ASSIGNMENT: Extend the excerpt on the tree tomato full-length transcriptome, picking up right after its final sentence.

EXTRACT PROVIDED:
BEGIN
The transcripts obtained were also compared with the KOG database. KOG analysis showed that tree tomato transcripts were assigned to a total of 26 categories (Fig. 5; Additional file 4: Table S4). The largest group belonged to general function prediction only (15323 matched genes, 19.57%), followed by post translational modification, protein turnover, chaperones (9750, 2.45%) and signal transduction mechanism (8614, 11.00%) (Fig. 5; Additional file 4: Table S4). A total of 5895 out of the 135138 transcripts were assigned to the signal transduction, thus making it the largest group (4.36%) among the major categories of KEGG functional classification. The three major categories assigned in KEGG pathways were translation (5233, 3.87%), folding, sorting and degradation (4989, 3.69%), and carbohydrate metabolism (4745, 3.51%) (Fig. 6; Additional file 5: Table S5). In addition, alignment results against Pfam, Swiss-Prot and Nt databases are summarized in Additional files 6, 7, and 8: Table S6, S7, and S8, respectively.

Structure analysis of the full-length transcriptome of tree tomato

CDS from the full-length transcriptome of tree tomato were predicted using ANGEL software. The frequency for each length of CDS was evaluated. The most prevalent length of CDS ranges from 400 to 2000 bp (Fig. 7). A detailed breakup for each of such CDS categories is listed in Additional file 9: Table S9.

By predicting non-redundant transcripts using iTAK software, a total of 5114 genes were predicted to be TFs (Additional file 10: Table S10). These TFs belonged to different TF families, among which the most abundant observed was SNF2 (338 matched genes, 6.61%), followed by C3H (336, 6.57%), others (309, 6.04%), GRAS (213, 4.17%), MYB-related (188, 3.68%), bHLH (167, 3.27%), WRKY (163, 3.19%) and SET (161, 3.15%) (Fig. 8). A total of 43227, 42872, and 110333 noncoding RNAs candidates were predicted by CPC, CNCI and Pfam databases, respectively. Among them, 29453 transcripts were simultaneously identified by the three computational approaches (Fig. 9).

SSR identification and validation of tree tomato

A screen of the 79549 genes using MicroSatete yielded diverse SSR types including mononucleotide, dinucleotide, trinucleotide, tetranucleotide, pentanucleotide, hexanucleotide and some complex nucleotides. Among these, the mononucleotide repeats (63.97%) exhibited the highest frequency of occurrence, followed by dinucleotide (8.54%) and trinucleotide repeats (7.79%) (Fig. 10; Additional file 11: Table S11). For validation purposes, 30 primer pairs were randomly selected to evaluate the application of SSR markers, 23 of which were successfully amplified in the genomic DNA of tree tomato, resulting in clear PCR amplicons and expected product sizes. These 23 primer pairs showed reproducible bands and had stable repetition can be selected for further analysis (Fig. 11).
END
(Point-per-instance localization data)
BEGIN
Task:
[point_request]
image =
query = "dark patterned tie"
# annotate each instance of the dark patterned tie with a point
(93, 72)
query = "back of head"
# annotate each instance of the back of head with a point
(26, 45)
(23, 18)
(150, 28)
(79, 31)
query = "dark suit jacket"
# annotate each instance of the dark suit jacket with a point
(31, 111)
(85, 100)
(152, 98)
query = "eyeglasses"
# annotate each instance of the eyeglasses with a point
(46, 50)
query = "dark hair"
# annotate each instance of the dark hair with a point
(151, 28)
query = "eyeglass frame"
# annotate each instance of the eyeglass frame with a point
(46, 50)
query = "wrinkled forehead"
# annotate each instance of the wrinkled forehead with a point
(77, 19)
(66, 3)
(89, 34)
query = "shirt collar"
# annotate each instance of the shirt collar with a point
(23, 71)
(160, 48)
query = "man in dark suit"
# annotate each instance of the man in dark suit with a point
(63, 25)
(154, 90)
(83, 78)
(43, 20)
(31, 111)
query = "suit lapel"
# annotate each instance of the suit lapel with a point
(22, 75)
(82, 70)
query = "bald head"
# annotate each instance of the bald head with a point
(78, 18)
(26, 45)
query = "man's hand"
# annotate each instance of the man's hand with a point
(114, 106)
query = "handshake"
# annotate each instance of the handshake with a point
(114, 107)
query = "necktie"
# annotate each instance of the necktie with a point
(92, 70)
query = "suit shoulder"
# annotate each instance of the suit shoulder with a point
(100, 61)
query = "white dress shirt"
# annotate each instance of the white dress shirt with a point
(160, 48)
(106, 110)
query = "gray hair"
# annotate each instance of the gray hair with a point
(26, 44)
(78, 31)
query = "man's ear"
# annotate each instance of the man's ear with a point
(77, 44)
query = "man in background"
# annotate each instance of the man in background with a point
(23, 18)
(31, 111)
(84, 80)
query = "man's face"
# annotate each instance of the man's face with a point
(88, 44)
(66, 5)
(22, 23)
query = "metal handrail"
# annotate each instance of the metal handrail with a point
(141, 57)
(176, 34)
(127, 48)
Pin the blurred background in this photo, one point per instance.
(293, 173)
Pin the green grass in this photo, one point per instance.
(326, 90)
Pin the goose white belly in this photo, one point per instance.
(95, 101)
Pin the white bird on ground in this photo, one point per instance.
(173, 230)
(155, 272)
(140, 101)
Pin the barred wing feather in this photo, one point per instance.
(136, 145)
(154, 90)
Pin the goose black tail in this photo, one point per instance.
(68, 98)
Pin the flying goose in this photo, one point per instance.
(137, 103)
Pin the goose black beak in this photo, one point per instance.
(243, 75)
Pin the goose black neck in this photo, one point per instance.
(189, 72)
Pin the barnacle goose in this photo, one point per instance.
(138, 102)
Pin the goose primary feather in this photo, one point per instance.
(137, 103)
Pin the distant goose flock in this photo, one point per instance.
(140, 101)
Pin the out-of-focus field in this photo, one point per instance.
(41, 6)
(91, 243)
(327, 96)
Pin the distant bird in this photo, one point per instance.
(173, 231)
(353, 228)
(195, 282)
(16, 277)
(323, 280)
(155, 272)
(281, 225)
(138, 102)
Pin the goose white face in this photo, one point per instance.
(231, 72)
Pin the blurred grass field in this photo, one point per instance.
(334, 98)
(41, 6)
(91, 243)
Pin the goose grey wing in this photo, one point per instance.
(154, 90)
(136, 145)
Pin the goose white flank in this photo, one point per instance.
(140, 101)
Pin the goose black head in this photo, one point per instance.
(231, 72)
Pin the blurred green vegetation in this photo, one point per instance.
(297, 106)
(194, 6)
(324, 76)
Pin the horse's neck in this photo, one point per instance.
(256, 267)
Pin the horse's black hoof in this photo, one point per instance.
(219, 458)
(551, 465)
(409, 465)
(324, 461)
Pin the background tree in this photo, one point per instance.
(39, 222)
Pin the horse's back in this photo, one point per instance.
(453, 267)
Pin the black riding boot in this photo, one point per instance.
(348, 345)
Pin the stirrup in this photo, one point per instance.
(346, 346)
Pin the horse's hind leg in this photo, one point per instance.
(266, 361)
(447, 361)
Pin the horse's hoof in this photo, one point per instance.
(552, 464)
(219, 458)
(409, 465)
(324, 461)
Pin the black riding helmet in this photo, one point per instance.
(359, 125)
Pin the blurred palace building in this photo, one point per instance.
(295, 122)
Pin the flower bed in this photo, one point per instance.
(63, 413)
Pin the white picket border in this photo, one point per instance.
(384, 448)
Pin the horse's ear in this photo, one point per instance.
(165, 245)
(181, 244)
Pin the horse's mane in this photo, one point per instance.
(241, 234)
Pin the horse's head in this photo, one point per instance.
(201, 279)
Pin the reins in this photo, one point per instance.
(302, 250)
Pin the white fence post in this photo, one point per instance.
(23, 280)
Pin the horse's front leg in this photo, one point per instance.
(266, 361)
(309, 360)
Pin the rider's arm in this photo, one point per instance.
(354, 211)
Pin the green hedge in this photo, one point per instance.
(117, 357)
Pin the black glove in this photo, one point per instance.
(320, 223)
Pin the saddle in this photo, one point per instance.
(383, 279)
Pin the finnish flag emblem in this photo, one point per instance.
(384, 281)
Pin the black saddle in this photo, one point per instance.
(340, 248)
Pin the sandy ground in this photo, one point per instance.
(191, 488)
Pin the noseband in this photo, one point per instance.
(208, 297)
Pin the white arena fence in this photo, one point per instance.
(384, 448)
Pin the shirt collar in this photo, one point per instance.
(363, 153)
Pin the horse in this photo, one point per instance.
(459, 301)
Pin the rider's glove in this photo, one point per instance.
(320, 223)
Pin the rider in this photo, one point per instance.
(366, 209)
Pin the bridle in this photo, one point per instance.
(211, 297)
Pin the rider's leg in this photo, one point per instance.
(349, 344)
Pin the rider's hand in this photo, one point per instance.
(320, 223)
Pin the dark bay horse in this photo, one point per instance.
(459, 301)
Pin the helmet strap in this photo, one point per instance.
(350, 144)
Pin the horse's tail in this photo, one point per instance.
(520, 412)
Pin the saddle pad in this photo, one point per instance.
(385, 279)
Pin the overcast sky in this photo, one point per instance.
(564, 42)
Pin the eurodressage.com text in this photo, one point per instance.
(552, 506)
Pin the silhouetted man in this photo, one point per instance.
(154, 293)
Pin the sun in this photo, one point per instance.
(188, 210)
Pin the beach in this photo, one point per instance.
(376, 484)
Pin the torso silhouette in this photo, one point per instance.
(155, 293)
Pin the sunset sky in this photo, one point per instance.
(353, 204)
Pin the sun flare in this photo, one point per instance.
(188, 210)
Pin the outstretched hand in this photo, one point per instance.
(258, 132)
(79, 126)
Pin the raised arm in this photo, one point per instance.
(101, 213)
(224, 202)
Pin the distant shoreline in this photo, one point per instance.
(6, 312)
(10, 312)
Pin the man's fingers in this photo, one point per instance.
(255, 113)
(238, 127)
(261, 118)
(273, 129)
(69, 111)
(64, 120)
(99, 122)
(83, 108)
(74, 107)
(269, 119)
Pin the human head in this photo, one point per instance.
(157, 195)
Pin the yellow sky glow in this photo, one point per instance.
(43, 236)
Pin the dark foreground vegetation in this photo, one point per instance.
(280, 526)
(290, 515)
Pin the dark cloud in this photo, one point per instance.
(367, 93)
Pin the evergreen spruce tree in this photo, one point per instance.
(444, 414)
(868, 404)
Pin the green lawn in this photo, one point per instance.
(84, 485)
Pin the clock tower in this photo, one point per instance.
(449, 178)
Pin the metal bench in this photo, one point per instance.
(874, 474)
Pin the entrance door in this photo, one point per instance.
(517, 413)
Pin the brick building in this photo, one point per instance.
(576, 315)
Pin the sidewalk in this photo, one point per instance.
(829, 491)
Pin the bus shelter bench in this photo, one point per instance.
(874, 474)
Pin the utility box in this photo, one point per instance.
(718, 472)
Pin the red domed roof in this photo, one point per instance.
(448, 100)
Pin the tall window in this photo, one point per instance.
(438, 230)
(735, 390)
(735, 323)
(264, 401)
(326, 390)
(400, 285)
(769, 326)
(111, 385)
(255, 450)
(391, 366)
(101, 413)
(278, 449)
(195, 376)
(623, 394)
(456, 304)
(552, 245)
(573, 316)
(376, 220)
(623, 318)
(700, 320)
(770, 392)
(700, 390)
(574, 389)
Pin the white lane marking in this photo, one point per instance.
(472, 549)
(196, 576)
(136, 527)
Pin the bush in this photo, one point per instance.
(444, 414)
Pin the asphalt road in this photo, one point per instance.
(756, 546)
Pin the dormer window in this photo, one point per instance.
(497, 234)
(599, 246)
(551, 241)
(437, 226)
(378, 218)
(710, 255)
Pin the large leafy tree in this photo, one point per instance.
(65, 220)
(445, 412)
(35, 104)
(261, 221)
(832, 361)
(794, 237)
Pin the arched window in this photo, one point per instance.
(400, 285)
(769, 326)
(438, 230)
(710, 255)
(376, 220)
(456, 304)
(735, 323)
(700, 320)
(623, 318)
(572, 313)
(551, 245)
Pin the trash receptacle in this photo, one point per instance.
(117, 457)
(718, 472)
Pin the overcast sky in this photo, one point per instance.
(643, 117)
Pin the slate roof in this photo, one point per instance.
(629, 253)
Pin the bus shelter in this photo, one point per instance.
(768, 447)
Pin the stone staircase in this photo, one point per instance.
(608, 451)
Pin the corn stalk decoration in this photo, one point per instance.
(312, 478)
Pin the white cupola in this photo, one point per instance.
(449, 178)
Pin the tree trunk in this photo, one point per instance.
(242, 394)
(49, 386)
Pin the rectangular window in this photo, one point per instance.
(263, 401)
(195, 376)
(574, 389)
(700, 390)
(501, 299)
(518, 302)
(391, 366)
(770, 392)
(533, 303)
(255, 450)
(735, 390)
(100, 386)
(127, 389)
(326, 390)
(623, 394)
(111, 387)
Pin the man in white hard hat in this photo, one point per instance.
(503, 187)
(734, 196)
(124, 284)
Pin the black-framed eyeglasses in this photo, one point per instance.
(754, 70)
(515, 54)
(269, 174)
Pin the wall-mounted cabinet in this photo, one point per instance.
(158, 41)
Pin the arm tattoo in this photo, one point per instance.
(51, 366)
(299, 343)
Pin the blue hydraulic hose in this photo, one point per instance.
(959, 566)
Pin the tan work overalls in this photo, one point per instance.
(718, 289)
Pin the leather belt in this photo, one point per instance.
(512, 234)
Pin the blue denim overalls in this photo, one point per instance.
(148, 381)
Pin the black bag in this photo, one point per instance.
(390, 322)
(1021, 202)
END
RESPONSE BELOW:
Transcriptome has become a powerful technique for investigating global gene expression profiles and has shaped our understanding of multiple biochemical pathways associated with physiological processes in the past few years [39]. Previously, due to the limitation of short sequencing reads, transcriptome analysis in species that lacks reference genome sequences often encounters complicated problem [9, 39]. Recent advances in PacBio SMRT sequencing technique enable the simultaneous and accurate interrogation of genome-wide gene expression [9]. The availability of PacBio SMRT sequencing technique has thus generated interest in understanding the complex transcriptome qualitatively and quantitatively [13–20].

Tree tomato has been identified as a promising small fruit crop high in antioxidants and nutritional value [2–7]. A high-confidence transcriptome atlas of this important species is still lacking. In the current study, through PacBio SMRT sequencing without assembly, we successfully obtained the first high-quality functionally annotated reference transcriptome for tree tomato. Moreover, transcriptome-derived SSR markers were developed in this study. The large-scale and high-quality transcriptome atlas and molecular markers provided in the present study will facilitate further genetic studies of this important species.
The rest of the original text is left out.